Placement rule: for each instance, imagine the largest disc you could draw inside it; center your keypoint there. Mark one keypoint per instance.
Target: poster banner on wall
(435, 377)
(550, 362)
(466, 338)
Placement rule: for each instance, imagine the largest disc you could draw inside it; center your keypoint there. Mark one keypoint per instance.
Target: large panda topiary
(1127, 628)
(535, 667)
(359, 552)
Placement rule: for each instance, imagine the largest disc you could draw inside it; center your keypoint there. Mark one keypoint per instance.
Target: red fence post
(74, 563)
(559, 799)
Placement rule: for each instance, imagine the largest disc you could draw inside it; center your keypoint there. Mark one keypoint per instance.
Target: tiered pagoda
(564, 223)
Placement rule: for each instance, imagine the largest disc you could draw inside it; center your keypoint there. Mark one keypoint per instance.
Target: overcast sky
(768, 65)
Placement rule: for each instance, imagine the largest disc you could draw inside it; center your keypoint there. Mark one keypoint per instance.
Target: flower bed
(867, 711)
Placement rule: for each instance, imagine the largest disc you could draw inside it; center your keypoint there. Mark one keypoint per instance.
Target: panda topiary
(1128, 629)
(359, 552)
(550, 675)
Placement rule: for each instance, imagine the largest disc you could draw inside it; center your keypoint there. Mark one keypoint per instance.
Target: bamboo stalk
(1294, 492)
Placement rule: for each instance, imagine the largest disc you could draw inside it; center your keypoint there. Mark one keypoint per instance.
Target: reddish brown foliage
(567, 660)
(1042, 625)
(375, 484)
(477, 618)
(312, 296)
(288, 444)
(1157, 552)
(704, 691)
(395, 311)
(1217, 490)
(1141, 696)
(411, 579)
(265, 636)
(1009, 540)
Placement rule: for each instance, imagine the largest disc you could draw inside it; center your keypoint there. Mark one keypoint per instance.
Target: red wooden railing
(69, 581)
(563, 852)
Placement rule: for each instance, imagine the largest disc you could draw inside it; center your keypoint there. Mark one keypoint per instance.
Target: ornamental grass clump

● ● ●

### Aim of the exercise
Return each record exactly as given.

### Response for this exercise
Placement rule: for each instance, imagine the largest disc you could draw inside it; center your keypoint there. Mark one keypoint per instance.
Target: poster banner on wall
(435, 377)
(550, 362)
(466, 338)
Placement rule: for each instance, imagine the largest disc you could draw inside it; center your keypoint there. Mark one keypoint per instance.
Target: large panda topiary
(1127, 628)
(535, 667)
(359, 552)
Placement rule: for each instance, imagine the largest disc you could draw inside it; center your keypoint there. Mark one keypoint per instance.
Target: red fence post
(74, 563)
(559, 799)
Placement rule: for each instance, imagine the largest disc you could draw inside it; center your keypoint there. Mark one keypoint per instance.
Target: tiered pagoda
(564, 223)
Placement rule: for each instance, imagine the largest disc you could draw inside it; center your keypoint there. Mark one keypoint per instance.
Target: overcast sky
(768, 65)
Placement rule: for each instance, imagine the largest disc you could draw inside it; center your keypoint there. Mark one keypoint per instance.
Target: flower bed
(867, 711)
Placement rule: for each instance, imagine the largest disc you could draw inside it; center your keypoint there. Mark one keypoint per instance.
Target: panda topiary
(1128, 629)
(359, 552)
(550, 675)
Placement rule: for each instance, imagine the largest disc you could draw inside it; center your keypoint there. Mark one keypoint per instance.
Target: bamboo stalk
(1294, 492)
Placement rule: for each instance, imagine the largest disc you could draw inside it; center your keypoint there. Mark one keypoint per instance.
Target: reddish brown foliage
(567, 660)
(1042, 625)
(375, 484)
(477, 618)
(312, 296)
(288, 444)
(1157, 552)
(704, 691)
(395, 311)
(1217, 490)
(1141, 696)
(411, 579)
(265, 636)
(1009, 540)
Placement rule: for each instance, imagine the largest disc you could draw inside it; center your keypoint there. Mark one keypoint per instance.
Target: red wooden railing
(69, 581)
(563, 852)
Placement rule: for each instance, imagine the largest disc you could draw inside it; center your keypoint there. Mark one keypoint per instance.
Target: ornamental grass clump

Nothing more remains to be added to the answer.